# Supplied passage
Chandra’s group benefits from a multidisciplinary band of group of software programmers, bioengineers, and molecular biologists. For example, the engineers have developed a computer controlled rotating drum that can automatically remove animals’ food during the night prior to an imaging test. The IT infrastructure has to handle large quantities of data. The team uses a 5-terabyte Dell server, which cost $30,000 to configure. “We’ve written image analysis software to go beyond what is provided by the instrument vendors and other groups in the field,” says Muir. (See Sidebar, “The IT perspective”).
Using a micro-PET (positron emission tomography) machine from Concord Microsystems, Millennium has produced dramatic evidence of Velcade’s efficacy in curtailing cancer growth. Fast-growing tumors take up more glucose than normal tissues. By administering FDG — glucose tagged with a potent, short half-life fluoride isotope (F-18) — the tumors are easily tracked. Within the space of about a week, a response to Velcade is demonstrated by reduced glucose uptake and growth of these tumors.
Last fall, Chandra and colleagues published the first results from the center in the journal Molecular Imaging, using micro-CT (computer tomography) to produce a three-dimensioned X-ray image of bones in rats with collagen-induced arthritis. The technique is similar to PET, but has a longer image half-life owing to the use of different radioactive isotopes, including Barium and Iodide.
Programmers in the Platform Technology group developed special software to not only measure bone volume, but also bone roughness and morphometry. ‘[A]dvanced imaging methods and analysis may provide additional preclinical data to assist the advancement of an experimental drug” such as the new candidate, MLN922, the authors write. “Ultimately, imaging models may contribute to the goal of providing a more personalized standard of clinical care based on the disease presentation of the individual patient.”

# Information
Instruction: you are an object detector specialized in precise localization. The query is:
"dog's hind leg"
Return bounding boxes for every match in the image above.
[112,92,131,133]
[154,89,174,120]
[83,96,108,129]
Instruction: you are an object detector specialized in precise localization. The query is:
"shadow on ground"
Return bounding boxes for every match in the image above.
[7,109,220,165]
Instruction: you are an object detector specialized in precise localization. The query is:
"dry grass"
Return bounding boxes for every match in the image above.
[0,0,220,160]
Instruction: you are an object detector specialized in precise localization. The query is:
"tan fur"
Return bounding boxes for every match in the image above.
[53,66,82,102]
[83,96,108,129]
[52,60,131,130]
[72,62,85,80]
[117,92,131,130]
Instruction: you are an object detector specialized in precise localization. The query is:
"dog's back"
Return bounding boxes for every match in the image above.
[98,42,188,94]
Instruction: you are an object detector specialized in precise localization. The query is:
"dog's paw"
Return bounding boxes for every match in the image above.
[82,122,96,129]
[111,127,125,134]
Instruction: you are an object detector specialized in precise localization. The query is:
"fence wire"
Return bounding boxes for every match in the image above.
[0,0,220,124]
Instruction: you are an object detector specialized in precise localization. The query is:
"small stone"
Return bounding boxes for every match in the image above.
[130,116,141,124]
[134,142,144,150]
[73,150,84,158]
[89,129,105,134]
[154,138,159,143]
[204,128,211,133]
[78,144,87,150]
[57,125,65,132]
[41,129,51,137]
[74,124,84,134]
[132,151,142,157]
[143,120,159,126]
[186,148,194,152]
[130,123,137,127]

# Description of the task
In the passage on Millennium's imaging work, how much did the team's 5-terabyte Dell server cost to configure?

# Answer box
$30,000